(Data provided)

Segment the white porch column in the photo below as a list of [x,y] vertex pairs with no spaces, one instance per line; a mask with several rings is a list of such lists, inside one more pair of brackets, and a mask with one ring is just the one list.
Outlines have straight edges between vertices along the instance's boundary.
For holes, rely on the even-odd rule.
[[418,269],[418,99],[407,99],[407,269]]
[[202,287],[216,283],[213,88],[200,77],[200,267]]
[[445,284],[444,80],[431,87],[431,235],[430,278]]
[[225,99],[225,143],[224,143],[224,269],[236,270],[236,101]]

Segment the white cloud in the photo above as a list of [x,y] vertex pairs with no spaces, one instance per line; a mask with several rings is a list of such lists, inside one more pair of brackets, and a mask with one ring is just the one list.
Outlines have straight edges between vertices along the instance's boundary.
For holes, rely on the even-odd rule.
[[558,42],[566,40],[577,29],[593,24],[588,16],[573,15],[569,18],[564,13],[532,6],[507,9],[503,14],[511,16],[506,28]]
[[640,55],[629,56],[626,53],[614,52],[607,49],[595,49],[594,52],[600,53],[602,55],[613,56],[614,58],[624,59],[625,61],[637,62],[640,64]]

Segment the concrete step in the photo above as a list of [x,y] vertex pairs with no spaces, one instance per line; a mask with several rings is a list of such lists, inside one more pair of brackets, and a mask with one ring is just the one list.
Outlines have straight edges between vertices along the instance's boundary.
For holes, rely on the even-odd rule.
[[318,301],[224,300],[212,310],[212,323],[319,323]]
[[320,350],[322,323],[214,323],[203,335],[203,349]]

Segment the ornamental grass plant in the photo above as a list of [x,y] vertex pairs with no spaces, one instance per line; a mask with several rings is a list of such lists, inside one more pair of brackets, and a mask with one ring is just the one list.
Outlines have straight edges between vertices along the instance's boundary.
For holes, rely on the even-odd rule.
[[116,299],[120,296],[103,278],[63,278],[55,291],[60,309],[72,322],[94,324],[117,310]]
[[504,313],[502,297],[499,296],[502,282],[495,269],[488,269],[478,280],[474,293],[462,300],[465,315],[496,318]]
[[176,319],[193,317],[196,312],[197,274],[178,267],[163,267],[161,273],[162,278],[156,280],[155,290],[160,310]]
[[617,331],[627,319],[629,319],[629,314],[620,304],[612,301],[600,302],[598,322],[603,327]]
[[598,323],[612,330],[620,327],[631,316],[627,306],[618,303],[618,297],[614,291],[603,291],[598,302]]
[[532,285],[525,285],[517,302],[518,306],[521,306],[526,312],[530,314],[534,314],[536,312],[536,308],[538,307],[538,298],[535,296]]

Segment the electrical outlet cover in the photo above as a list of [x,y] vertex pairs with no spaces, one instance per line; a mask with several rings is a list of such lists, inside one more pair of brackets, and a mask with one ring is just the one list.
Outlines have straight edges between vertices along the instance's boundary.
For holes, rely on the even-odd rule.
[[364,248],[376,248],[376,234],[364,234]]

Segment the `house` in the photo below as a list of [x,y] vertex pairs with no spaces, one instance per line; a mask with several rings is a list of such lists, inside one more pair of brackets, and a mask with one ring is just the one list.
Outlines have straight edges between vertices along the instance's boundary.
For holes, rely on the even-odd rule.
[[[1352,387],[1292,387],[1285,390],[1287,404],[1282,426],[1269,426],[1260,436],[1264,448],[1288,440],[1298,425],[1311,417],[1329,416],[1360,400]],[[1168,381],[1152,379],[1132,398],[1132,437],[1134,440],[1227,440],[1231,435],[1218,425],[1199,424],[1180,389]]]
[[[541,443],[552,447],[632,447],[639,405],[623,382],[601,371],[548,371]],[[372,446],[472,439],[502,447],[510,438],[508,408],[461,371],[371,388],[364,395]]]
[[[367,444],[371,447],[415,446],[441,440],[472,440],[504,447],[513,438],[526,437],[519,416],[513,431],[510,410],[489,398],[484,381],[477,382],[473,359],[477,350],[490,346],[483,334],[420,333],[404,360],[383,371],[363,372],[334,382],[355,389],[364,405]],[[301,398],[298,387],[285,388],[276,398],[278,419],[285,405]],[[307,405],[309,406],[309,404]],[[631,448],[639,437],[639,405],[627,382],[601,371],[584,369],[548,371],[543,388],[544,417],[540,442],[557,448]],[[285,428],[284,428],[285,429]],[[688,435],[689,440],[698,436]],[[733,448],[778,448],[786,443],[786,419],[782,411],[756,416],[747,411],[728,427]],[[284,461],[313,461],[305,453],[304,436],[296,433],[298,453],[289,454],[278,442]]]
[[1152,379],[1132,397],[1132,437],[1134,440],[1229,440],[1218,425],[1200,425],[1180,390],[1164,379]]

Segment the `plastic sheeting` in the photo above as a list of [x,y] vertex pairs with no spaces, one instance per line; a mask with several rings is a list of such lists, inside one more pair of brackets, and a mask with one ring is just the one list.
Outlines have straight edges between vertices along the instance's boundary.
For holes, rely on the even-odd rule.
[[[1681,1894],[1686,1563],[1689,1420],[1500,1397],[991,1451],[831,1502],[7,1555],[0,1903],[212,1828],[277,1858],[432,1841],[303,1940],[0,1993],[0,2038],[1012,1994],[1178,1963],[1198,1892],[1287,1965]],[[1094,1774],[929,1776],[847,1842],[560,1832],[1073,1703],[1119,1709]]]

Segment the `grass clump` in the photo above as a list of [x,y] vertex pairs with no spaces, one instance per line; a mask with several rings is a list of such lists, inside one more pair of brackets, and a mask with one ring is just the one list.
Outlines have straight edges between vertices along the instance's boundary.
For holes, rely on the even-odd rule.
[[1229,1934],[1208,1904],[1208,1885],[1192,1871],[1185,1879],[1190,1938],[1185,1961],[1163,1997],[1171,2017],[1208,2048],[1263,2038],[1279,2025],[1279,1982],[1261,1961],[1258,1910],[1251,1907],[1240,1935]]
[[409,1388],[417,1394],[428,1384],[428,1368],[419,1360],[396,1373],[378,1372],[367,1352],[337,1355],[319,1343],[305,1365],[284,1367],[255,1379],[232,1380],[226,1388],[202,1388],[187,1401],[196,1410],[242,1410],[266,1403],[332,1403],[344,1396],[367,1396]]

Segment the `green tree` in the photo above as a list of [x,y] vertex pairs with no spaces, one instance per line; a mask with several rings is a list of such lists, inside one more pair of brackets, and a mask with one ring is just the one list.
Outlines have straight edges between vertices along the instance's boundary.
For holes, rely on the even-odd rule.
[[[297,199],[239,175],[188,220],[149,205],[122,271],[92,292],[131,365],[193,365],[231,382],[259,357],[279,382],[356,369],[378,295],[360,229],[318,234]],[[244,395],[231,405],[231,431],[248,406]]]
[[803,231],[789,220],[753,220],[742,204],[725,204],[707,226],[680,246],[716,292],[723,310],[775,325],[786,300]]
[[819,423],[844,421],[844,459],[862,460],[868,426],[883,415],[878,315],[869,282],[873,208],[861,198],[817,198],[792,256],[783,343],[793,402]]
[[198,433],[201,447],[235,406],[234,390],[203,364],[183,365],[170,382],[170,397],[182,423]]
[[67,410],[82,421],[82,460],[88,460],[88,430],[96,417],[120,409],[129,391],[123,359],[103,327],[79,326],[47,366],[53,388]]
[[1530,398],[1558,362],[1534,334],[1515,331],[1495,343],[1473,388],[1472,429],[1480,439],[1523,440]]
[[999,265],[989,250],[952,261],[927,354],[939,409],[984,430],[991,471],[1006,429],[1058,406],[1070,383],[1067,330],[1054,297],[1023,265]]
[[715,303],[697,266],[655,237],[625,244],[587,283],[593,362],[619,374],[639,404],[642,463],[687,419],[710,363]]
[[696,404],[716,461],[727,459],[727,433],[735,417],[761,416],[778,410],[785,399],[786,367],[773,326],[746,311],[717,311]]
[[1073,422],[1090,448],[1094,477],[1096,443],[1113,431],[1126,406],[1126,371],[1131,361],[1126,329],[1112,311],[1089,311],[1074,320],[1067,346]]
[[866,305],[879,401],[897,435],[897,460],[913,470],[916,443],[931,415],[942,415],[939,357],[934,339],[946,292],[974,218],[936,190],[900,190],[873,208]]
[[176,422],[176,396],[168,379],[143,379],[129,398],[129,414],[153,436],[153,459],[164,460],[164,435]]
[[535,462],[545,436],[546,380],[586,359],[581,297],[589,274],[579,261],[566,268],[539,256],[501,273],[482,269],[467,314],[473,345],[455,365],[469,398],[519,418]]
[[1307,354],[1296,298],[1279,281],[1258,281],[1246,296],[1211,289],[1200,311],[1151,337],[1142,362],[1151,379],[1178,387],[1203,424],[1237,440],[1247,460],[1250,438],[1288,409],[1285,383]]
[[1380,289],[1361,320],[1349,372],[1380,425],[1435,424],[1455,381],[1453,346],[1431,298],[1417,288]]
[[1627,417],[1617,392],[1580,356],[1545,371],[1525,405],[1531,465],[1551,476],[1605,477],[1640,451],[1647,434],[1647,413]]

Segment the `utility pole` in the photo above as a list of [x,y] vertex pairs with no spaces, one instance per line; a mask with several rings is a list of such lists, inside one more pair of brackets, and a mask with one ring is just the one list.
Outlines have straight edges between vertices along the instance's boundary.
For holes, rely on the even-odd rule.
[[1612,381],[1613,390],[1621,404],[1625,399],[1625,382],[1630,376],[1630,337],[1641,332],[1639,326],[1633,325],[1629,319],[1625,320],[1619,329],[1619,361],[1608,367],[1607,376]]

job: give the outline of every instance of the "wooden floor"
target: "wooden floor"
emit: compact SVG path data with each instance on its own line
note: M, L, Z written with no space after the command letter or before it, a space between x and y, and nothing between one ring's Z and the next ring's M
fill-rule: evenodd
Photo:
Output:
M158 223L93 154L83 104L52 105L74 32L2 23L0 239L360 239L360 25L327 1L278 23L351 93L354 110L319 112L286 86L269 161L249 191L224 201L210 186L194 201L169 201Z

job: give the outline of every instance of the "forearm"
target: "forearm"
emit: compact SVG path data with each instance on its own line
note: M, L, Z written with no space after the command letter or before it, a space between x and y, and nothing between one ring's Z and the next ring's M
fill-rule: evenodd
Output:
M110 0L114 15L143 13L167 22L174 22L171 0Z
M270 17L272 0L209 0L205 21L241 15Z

(End Data provided)

§ Task brief: The expected output is the exact run of lines from the start of the entries through the line with "Segment the white cloud", inclusive.

§ Solution below:
Segment the white porch column in the photo below as a list of [x,y] vertex pairs with no spaces, one instance per line; a mask with several rings is a list of such lists, inside one more pair of brackets, and a mask with one ring is just the one list.
Outlines have straight edges between vertices along the instance's boundary.
For holes, rely on the even-odd rule.
[[418,269],[418,99],[407,99],[407,269]]
[[202,287],[216,283],[213,88],[200,77],[200,267]]
[[445,284],[444,80],[431,87],[431,235],[430,278]]
[[225,99],[225,143],[224,143],[224,269],[236,270],[236,101]]

Segment the white cloud in the photo above as a list of [x,y] vertex pairs with no spaces, one instance per line; a mask with several rings is a list of such lists, inside one more pair of brackets, and a mask with one ring is just the one list.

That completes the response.